Dataset rows.

-=-=-

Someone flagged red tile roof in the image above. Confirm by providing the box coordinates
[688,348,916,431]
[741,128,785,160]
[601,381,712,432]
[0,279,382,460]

-=-=-

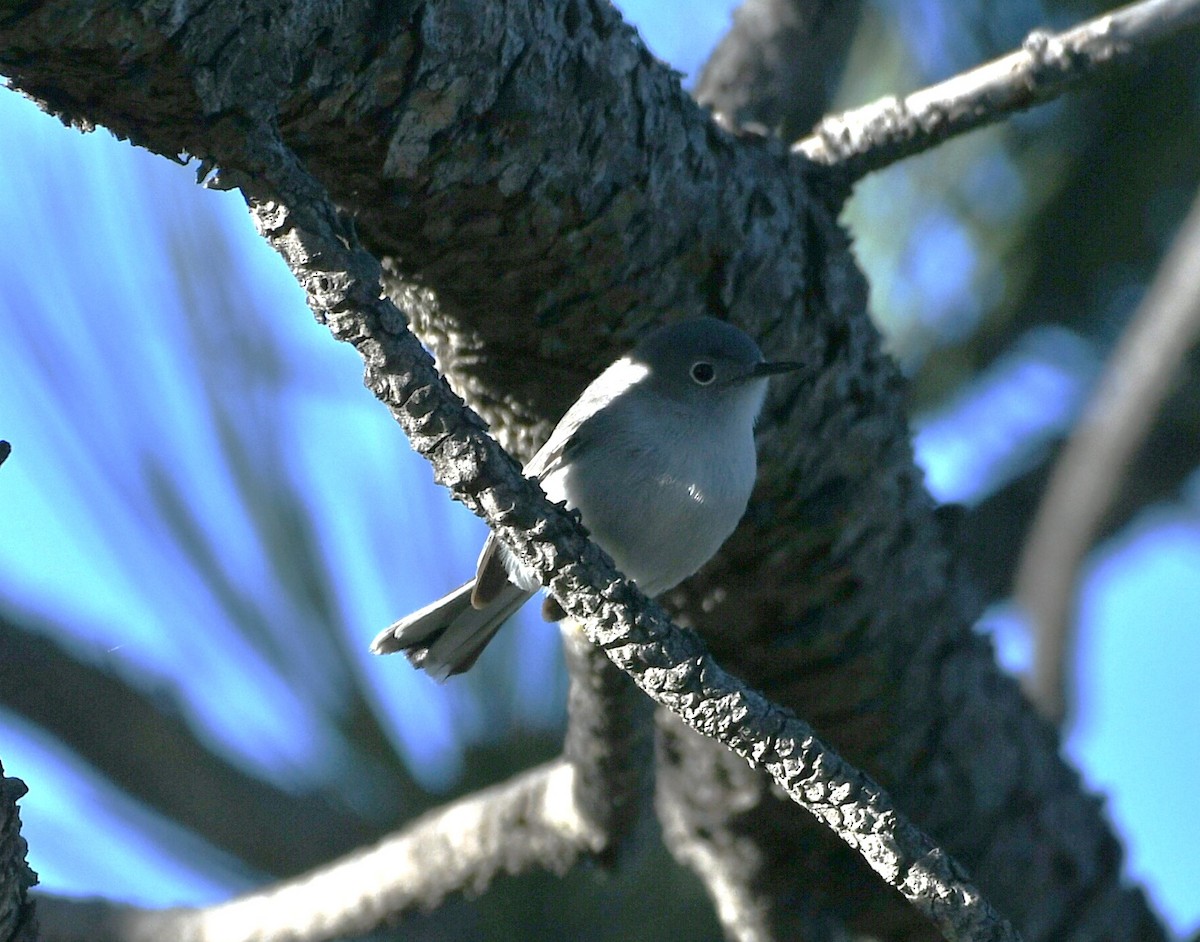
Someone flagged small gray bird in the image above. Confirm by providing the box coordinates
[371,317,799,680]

-=-=-

Given instruction.
Reproduce the lines from the one containing "Someone flagged small" through the one containing "[371,317,799,680]", both included, keeping the request text unchanged but shifting every box coordinate in the answers up by 132.

Full output.
Someone flagged small gray bird in the image above. Confirm by providing the box coordinates
[503,449,931,812]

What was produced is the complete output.